◆ REQUIREMENT 1
Reproduce the passage of the PYNQ-Z1 overlay post below from "Creating a simple" up to and including "PYNQ python interface.", word for word.

◆ QUOTED TEXT
________________________________________

Creating a simple Overlay for PYNQ-Z1 board from Vivado HLx

The content presented in this post was developed during the winter class given at Federal University of Rio Grande do Norte, with professors Carlos Valderrama and Samuel Xavier. My group was composed by Wagner Wesner and me.

Our group task was targeting Vivado HLS to implement accelerator blocks for the PYNQ-Z1 board. The PYNQ consists of a board with some peripherals and a ZYNQ chip, the ZYNQ has a cluster with a Central Processing Unit (CPU) and a Field-Programmable Gate Array (FPGA) which enables the test of the synthesized blocks on Vivado. Vivado outputs such as a bitstream and a Tcl file are used to create a PYNQ overlay. The overlay is further used to communicate the generated blocks with the PYNQ python interface.

The High-Level Synthesis (HLS) is very useful to transform complex algorithms into Hardware Description Language (HDL) code. There is a variety of algorithms which takes considerable CPU processing time, those algorithms can be translated to a hardware description which can be implemented on an FPGA. Once the circuit is configured on the FPGA, the algorithm time demanding tasks are parallelized (summing up), which increases performance and brings other potential benefits.

________________________________________

◆ REQUIREMENT 2
List each line of the records below that contains the word "light".

◆ AVAILABLE DATA

________________________________________

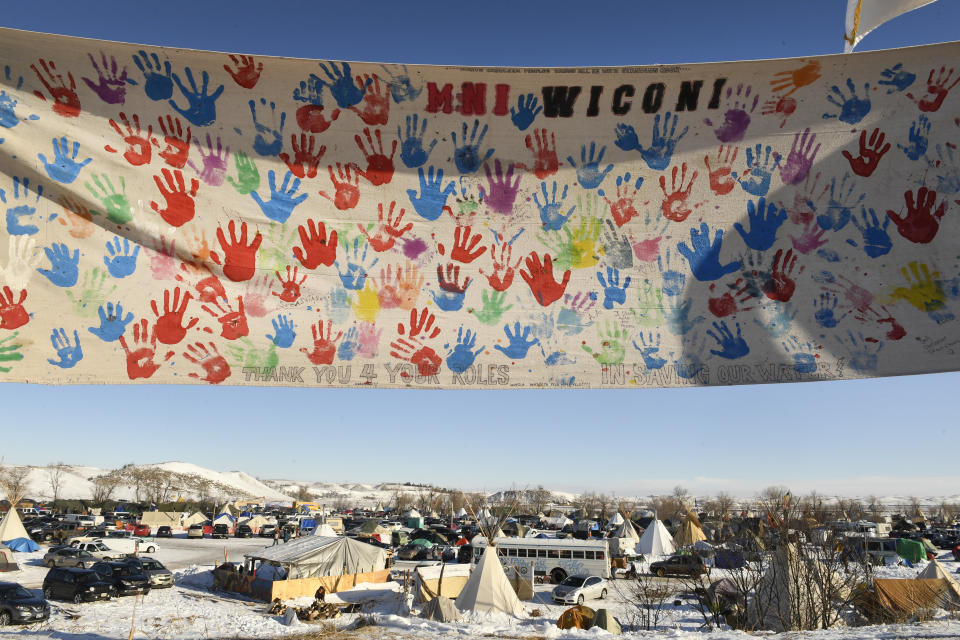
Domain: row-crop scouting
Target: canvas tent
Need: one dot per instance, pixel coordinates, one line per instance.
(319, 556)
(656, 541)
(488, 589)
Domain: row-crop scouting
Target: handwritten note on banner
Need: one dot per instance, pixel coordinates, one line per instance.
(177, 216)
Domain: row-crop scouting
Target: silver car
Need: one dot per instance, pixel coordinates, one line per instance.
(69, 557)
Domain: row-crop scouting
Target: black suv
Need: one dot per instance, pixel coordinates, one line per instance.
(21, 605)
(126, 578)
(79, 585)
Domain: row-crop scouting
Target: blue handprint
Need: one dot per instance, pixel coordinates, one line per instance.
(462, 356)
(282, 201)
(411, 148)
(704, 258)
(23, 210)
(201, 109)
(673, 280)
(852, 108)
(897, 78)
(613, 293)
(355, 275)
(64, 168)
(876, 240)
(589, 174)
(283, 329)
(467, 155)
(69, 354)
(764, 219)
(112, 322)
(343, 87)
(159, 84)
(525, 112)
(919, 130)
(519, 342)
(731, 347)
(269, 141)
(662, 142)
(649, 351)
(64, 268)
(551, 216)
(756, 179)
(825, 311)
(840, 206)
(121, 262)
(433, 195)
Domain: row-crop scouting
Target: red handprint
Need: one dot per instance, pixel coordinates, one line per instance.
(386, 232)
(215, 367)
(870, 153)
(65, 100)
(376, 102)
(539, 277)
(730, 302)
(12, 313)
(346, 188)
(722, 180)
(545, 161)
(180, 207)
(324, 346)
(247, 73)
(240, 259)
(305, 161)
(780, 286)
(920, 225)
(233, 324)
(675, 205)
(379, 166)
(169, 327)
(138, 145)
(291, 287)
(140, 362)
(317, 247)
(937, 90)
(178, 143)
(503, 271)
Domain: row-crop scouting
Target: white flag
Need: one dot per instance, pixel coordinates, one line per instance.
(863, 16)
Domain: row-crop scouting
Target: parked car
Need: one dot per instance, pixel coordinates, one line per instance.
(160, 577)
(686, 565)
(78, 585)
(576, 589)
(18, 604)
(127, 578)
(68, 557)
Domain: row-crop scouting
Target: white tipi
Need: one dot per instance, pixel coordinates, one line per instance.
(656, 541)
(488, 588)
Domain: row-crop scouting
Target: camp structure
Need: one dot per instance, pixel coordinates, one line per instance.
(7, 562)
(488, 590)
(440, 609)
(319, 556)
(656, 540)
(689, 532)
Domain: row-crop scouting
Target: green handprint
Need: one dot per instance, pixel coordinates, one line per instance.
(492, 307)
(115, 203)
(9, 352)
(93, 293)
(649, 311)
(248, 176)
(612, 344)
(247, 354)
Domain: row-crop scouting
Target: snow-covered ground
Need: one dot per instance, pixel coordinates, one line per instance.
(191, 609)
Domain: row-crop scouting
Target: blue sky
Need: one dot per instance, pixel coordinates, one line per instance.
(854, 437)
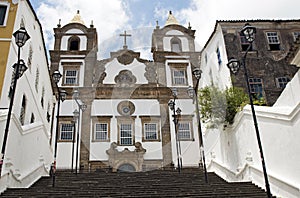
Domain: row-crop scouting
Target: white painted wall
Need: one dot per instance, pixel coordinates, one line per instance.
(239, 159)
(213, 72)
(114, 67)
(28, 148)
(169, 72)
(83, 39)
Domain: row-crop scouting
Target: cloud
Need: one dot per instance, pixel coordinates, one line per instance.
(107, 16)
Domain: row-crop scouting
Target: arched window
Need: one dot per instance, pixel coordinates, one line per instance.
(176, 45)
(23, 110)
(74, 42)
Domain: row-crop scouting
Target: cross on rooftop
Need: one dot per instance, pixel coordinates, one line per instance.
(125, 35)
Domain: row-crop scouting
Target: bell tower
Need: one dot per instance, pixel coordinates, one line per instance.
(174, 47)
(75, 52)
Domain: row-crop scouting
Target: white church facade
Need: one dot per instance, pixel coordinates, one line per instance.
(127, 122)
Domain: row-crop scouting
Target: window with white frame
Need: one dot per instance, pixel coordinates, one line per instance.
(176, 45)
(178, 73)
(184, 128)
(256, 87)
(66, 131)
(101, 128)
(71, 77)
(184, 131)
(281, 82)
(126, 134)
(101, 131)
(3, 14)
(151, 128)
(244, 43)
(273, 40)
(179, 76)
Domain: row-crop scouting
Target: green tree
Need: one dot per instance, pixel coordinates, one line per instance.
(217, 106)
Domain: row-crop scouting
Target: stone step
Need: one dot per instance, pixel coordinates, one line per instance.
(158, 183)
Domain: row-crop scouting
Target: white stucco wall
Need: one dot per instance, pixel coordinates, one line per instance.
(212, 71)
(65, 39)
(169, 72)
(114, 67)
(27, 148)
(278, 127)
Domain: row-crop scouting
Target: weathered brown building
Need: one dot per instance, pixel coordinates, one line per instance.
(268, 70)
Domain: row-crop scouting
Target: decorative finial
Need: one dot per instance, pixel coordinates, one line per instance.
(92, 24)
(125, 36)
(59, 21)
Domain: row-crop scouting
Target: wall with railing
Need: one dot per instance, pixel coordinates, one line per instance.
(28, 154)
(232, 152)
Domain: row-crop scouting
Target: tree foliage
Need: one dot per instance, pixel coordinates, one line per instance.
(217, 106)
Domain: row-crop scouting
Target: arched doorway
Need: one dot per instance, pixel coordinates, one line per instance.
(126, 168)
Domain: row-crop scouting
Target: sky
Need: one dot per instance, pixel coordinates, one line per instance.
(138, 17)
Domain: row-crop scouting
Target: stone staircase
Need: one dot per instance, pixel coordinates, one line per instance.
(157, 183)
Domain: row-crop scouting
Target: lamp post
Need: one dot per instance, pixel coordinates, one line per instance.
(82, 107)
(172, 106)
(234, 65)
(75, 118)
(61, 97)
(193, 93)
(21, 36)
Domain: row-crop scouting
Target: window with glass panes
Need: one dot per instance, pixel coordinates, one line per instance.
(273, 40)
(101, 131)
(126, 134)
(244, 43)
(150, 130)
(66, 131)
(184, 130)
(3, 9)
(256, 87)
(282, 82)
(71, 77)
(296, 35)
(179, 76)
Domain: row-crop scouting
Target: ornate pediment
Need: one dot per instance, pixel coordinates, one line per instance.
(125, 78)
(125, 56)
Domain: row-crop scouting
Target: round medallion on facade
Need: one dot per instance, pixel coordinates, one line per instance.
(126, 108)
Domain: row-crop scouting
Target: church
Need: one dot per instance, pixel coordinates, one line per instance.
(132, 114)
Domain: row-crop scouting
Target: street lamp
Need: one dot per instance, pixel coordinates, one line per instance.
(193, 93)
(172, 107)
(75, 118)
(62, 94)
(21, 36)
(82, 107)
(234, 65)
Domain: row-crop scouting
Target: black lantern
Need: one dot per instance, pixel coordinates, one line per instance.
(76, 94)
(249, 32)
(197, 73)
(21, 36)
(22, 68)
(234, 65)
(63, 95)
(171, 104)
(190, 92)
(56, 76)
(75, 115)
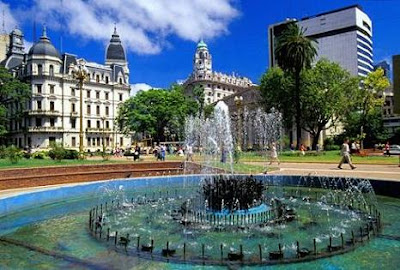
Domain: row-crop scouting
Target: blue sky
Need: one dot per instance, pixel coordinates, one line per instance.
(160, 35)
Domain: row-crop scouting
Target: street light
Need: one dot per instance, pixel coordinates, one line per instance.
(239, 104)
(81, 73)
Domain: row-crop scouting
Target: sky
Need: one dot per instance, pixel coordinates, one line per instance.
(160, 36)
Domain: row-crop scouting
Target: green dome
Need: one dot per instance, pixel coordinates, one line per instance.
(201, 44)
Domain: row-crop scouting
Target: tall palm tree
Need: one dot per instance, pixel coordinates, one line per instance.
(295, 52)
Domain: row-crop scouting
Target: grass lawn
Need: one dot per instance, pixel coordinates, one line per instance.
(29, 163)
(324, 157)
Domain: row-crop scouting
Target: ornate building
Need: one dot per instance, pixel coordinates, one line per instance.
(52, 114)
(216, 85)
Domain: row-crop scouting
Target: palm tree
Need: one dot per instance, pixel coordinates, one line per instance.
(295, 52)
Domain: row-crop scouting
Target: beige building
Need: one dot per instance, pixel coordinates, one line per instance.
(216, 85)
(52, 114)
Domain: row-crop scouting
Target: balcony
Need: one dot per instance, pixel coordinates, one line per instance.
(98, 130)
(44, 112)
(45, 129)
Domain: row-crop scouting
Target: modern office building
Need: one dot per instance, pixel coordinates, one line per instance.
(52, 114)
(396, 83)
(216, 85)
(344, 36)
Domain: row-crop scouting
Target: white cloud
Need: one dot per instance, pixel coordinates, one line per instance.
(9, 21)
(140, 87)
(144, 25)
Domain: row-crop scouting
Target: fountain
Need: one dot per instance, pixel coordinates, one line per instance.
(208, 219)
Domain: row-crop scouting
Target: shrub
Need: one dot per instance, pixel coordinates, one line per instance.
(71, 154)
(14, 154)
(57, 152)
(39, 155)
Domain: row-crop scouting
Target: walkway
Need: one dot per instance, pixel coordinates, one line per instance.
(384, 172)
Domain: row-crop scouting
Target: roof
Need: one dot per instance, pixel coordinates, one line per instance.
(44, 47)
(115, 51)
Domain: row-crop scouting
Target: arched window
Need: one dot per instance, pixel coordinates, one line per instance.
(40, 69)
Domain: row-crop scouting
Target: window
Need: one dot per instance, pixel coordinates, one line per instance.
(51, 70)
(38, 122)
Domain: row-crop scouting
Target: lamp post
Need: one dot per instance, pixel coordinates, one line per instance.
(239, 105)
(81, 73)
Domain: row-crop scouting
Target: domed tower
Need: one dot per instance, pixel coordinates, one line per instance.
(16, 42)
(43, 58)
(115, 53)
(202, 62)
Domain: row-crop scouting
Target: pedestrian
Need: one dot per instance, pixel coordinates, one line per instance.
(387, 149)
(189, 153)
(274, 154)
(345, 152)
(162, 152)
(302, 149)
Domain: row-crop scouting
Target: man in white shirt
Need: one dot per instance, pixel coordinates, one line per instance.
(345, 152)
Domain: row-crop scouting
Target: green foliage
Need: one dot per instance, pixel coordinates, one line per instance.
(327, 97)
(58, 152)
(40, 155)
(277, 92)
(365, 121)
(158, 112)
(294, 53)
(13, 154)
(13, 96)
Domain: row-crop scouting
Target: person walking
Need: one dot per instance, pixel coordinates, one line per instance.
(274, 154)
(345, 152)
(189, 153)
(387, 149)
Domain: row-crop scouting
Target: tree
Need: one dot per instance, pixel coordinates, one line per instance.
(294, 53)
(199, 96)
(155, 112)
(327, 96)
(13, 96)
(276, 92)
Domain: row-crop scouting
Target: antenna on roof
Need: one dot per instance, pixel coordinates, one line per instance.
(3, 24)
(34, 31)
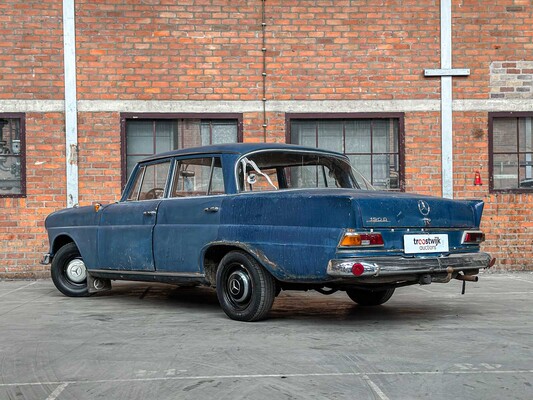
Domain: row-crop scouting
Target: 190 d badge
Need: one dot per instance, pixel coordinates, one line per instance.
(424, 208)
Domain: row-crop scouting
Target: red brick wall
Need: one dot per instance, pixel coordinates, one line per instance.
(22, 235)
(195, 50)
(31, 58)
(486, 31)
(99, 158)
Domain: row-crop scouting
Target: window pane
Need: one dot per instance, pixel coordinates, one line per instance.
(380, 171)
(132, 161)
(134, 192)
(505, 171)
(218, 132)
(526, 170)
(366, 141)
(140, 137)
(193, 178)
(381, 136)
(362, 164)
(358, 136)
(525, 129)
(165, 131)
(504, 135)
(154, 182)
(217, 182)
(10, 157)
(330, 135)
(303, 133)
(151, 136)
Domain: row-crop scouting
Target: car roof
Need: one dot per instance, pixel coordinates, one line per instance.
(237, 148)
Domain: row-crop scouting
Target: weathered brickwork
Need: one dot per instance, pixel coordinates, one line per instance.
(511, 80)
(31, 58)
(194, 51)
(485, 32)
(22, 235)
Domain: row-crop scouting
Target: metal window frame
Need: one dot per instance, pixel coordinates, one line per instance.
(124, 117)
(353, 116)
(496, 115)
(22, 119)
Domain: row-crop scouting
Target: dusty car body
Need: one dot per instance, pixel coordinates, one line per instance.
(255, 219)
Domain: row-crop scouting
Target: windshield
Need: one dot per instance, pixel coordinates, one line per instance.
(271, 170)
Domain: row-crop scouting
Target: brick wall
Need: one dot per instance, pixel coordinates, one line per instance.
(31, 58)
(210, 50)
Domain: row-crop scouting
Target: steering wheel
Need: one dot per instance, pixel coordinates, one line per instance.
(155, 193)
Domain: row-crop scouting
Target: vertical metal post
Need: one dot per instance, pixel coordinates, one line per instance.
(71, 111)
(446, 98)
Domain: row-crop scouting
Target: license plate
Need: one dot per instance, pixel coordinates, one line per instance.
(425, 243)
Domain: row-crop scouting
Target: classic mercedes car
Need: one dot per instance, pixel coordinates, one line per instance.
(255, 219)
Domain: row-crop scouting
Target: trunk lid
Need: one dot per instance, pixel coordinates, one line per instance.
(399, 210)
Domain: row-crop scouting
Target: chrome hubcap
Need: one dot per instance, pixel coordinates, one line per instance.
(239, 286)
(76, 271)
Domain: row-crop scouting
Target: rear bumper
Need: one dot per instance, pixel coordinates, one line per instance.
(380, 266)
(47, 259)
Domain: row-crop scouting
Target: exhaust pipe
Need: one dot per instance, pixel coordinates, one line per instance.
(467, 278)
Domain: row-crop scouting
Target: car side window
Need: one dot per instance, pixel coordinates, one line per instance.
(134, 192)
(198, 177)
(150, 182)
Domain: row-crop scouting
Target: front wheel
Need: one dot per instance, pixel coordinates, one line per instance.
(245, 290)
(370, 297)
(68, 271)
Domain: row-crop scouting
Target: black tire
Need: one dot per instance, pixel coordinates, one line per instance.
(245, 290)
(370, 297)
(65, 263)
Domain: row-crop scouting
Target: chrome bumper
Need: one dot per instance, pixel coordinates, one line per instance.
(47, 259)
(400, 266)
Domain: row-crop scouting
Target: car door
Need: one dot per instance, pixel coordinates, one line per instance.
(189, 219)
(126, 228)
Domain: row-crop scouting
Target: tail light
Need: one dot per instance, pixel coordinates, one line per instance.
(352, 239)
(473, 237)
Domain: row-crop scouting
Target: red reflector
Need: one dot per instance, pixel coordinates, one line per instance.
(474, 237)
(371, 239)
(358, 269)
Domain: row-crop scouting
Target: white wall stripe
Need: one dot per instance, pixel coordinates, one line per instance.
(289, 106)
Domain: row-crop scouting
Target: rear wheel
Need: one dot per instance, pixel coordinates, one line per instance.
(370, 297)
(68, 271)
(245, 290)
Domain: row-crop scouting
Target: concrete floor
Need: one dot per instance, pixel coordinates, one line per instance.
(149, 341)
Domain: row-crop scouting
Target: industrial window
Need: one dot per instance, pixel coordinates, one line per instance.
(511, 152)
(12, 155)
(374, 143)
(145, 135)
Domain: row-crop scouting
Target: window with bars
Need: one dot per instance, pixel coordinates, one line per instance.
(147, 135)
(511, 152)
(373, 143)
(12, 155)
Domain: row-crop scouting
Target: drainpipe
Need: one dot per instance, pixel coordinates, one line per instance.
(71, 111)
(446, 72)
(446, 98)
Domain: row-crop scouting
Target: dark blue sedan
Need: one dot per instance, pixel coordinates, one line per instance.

________________________________________

◆ FINISHED ANSWER 1
Creating a simple Overlay for PYNQ-Z1 board from Vivado HLx

The content presented in this post was developed during the winter class given at Federal University of Rio Grande do Norte, with professors Carlos Valderrama and Samuel Xavier. My group was composed by Wagner Wesner and me.

Our group task was targeting Vivado HLS to implement accelerator blocks for the PYNQ-Z1 board. The PYNQ consists of a board with some peripherals and a ZYNQ chip, the ZYNQ has a cluster with a Central Processing Unit (CPU) and a Field-Programmable Gate Array (FPGA) which enables the test of the synthesized blocks on Vivado. Vivado outputs such as a bitstream and a Tcl file are used to create a PYNQ overlay. The overlay is further used to communicate the generated blocks with the PYNQ python interface.

◆ FINISHED ANSWER 2
Target: street light
Target: tail light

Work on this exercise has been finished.